Page text ▸
Part 1 of this two-part series explains the basics of equity crowdfunding. That article distinguishes equity crowdfunding from other kinds of crowdfunding, such as rewards, donation and debt-based crowdfunding.
The table (below) shows the three variations on equity crowdfunding based on Title II, Title III and Title IV of the JOBS Act of 2012.
|Variations on Equity Crowdfunding in the USA|
|Exemption [Nickname]||JOBS Act||Launched||Investors||Raise Limit||Investment Limit||Typical Stage of Issuer|
|Regulation D, Rule 506(c)[Accredited crowdfunding]||Title II||2013||Accredited only||None||None||Startup, growth|
|Regulation CF [True equity crowdfunding]||Title III||2016||All||$1 mil||Based on income/worth||Seed|
|Regulation A+ [Mini-IPO]||Title IV||2015||All||$50 mil||Based on income/worth||Later|
You may hear Title III of the JOBS Act of 2012, officially called the “crowdfunding exemption,” referred to as “true crowdfunding.” This is because it was the first exemption to explicitly open angel investing up to unlimited numbers of non-accredited investors. The Title IV exemption did that (only later) in the final rules, known as Regulation A+, set by the SEC in summer 2015.
The SEC issued the final rules under Title III, known as Regulation Crowdfunding (or “Reg CF”), in late 2015. Title III offerings finally launched in spring 2016. [Title III amended the Securities Act of 1933 by adding a new paragraph to Section 4(a) of the Act, designated as new Section 4(a)(6).]
This created a profound shift. Now all Americans, not just the wealthy few, could invest in startups and small businesses via the internet. Title III opened a floodgate—one closed since the Securities Act of 1933—for tens of millions of non-accredited investors to participate in the private equity markets.
Title III explicitly referred to “funding portals,” rather than to the then-prevalent industry term “offering platforms.” Title III offerings must be listed exclusively on funding portals or broker-dealer platforms that are registered with the SEC.
Under Title III, the amount of money an investor can annually invest into equity crowdfunding deals depends on the investor’s net worth and/or income, as follows:
Individuals with an annual income and net worth, excluding the value of their primary residence, of less than $100,000 may invest the greater of $2,000 or 5% of their income, or 5% of their net worth.*
Individuals with an income or net worth, excluding the value of their primary residence, of $100,000 or more may invest up to 10% of their income or net worth (whichever is greater). Such individuals may not invest more than $100,000 per year.
Investors may self-certify that they do not exceed their investment limits. In other words, they do not have to submit tax returns or other documentation as proof.
*In any case, anyone can invest at least $2,000 in equity crowdfunding each year.

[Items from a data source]
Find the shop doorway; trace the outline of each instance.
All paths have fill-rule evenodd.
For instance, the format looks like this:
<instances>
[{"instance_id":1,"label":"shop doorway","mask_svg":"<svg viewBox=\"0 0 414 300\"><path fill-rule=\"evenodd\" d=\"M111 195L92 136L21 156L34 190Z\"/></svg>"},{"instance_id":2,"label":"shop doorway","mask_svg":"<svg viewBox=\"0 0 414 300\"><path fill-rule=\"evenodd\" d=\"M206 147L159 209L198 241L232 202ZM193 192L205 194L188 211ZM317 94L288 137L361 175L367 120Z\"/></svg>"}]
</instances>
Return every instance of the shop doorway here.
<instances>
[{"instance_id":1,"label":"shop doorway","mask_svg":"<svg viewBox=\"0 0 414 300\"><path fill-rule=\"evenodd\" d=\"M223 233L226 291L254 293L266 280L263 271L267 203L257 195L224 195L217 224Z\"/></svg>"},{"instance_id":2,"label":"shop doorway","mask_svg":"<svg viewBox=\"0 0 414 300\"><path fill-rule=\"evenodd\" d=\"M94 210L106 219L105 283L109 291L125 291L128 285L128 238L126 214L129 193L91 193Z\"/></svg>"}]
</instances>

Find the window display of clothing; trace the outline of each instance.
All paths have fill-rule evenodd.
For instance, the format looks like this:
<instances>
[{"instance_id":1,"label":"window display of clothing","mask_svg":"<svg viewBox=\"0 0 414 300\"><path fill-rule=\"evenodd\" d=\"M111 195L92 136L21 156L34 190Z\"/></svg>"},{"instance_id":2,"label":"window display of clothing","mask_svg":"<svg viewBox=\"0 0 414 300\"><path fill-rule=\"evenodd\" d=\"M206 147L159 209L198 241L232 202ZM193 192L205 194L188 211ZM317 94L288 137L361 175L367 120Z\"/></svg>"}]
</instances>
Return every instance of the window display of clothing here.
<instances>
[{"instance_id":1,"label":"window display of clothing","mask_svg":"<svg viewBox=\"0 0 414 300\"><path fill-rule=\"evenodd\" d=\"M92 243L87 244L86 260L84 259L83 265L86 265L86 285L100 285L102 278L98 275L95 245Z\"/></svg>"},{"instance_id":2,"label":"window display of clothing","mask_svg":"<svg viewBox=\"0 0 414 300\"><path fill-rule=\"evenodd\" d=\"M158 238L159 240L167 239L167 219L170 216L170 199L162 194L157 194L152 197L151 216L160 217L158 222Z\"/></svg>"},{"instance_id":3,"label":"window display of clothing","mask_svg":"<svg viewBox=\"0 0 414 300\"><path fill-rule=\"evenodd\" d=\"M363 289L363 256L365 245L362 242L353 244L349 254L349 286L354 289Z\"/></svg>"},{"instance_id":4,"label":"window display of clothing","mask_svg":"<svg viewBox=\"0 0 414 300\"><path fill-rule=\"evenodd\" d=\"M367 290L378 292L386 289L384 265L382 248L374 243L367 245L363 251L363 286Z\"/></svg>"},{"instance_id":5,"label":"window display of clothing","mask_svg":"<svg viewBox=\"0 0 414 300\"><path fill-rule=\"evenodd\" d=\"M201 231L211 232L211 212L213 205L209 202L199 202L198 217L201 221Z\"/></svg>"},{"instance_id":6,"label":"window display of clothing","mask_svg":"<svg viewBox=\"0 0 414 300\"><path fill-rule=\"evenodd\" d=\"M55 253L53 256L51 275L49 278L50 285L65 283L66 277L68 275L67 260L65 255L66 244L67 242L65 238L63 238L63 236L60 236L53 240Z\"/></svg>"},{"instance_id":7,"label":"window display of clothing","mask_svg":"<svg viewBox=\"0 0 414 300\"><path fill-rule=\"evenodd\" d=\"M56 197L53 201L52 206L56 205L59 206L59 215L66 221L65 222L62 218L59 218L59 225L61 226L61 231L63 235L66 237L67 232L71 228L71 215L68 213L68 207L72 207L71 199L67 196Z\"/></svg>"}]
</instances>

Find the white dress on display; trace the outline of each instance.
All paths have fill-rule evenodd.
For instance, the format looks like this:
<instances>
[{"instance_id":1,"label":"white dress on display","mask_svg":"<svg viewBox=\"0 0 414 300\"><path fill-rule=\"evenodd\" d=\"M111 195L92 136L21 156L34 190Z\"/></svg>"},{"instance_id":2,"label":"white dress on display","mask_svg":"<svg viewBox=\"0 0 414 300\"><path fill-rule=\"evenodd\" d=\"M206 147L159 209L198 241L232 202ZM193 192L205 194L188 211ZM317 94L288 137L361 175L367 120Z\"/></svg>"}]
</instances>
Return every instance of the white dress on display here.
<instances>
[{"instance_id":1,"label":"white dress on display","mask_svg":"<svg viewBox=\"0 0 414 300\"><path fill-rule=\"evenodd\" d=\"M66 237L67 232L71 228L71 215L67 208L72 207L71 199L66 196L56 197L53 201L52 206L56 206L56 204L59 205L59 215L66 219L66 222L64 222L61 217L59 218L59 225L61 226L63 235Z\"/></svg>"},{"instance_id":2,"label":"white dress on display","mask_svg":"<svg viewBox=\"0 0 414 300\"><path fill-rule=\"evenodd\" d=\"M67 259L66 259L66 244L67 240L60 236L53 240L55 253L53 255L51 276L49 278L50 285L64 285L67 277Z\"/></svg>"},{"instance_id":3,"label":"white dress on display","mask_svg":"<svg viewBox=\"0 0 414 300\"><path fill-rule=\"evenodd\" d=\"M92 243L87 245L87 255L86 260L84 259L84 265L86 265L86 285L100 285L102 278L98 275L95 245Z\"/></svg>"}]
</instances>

Job 1 ▸ Output the entries from the one containing "Find the white" through the end of the entries as a two-column CSV with the headers text and answer. Each entry gets one row, with its text and its answer each in a single quoted field and line breaks replaced by spaces.
Job 2 ▸ Write the next part of the equity crowdfunding article, starting after its last sentence.

Right answer 1 ▸
text,answer
"Find the white dress on display; trace the outline of each instance. All paths have fill-rule evenodd. For instance, the format looks like this: <instances> [{""instance_id"":1,""label"":""white dress on display"",""mask_svg"":""<svg viewBox=\""0 0 414 300\""><path fill-rule=\""evenodd\"" d=\""M111 195L92 136L21 156L34 190Z\""/></svg>""},{""instance_id"":2,""label"":""white dress on display"",""mask_svg"":""<svg viewBox=\""0 0 414 300\""><path fill-rule=\""evenodd\"" d=\""M206 147L159 209L198 241L232 202ZM193 192L205 194L188 211ZM317 94L288 137L361 175L367 120Z\""/></svg>""}] </instances> Return every instance of the white dress on display here.","<instances> [{""instance_id"":1,""label"":""white dress on display"",""mask_svg"":""<svg viewBox=\""0 0 414 300\""><path fill-rule=\""evenodd\"" d=\""M66 237L67 232L71 228L71 215L67 208L72 207L71 199L66 196L56 197L53 201L52 206L56 206L56 204L59 205L59 215L66 219L66 222L64 222L61 217L59 218L59 225L61 226L63 235Z\""/></svg>""},{""instance_id"":2,""label"":""white dress on display"",""mask_svg"":""<svg viewBox=\""0 0 414 300\""><path fill-rule=\""evenodd\"" d=\""M67 259L66 259L66 244L67 240L60 236L53 240L55 253L53 255L51 276L49 278L50 285L64 285L67 277Z\""/></svg>""},{""instance_id"":3,""label"":""white dress on display"",""mask_svg"":""<svg viewBox=\""0 0 414 300\""><path fill-rule=\""evenodd\"" d=\""M92 243L87 245L87 255L86 260L84 259L84 265L86 265L86 285L100 285L102 278L98 275L95 245Z\""/></svg>""}] </instances>"

Right answer 2 ▸
Partly because the relatively small $1 million limit, Reg CF raises come mainly from seed-stage and very small businesses. Reg A+ raises come mainly from growth- and later-stage private companies.
For non-accredited and inexperienced investors looking to break into angel investing, Reg CF is where the action is. For one thing, they often face very low minimum investment amounts – $100 or less for most. Reg D offerings, by contrast, typically require a commitment of $1,000 to $10,000 or more.
In its first full year (as of late April 2017), more than 100 companies used Reg CF to raise greater than $35 million. In these raises, more than 35,000 investors used roughly a dozen portals. The most active portal was Wefunder, and perhaps the best known portal was Indiegogo’s collaboration with MicroVentures. Those do not count the other 100 (or so) companies that offered securities under Reg CF but failed to fully fund their crowdfunding campaigns.
Very shortly after the launch of Reg CF in April 2016, Stratifund launched a website that aggregates and rates current offerings under both Reg CF and Reg A+. That’s a good place to start for investors who do not feel familiar with the dozen-or-so prominent offering portals and platforms. Stratifund uses an algorithm to rate the offerings – you don’t receive any subjective judgment or, theoretically at least, bias in the ratings.
Before investing through an equity crowdfunding platform or portal, there are a number of questions you ought to ask. These include:
Do you understand the risks of angel investing in general and the risks of equity crowdfunding specifically?
Should you invest individually or through a special purpose vehicle (SPV)? Some Reg D offering platforms (but not Reg CF platforms at this time) establish SPVs to pool investors into a single entity. This allows them to simplify the issuers’ capitalization tables – which often helps them raise later venture capital.
What tax consequences will you face based on your choice of investment vehicle?
How does an equity crowdfunding opportunity fit into your broader portfolio? Investing in startups can provide spectacular returns (commensurate with the high risk) and non-correlated diversification. But experts advise that you should limit alternative investments to 5-10% of your portfolio.
Will you conduct your own due diligence? Or should you collaborate with other investors on crowdfunding portals? Learn about the wisdom & madness of the crowd.
Do you understand the terms of the offering? Deal terms can be complex, although some new securities (such as Simple Agreement for Future Equity, or SAFE) are more understandable than traditional preferred-stock or convertible-debt offerings. Beware, however, of SAFEs with puny discounts.
Read Equity Crowdfunding for Investorsto learn more.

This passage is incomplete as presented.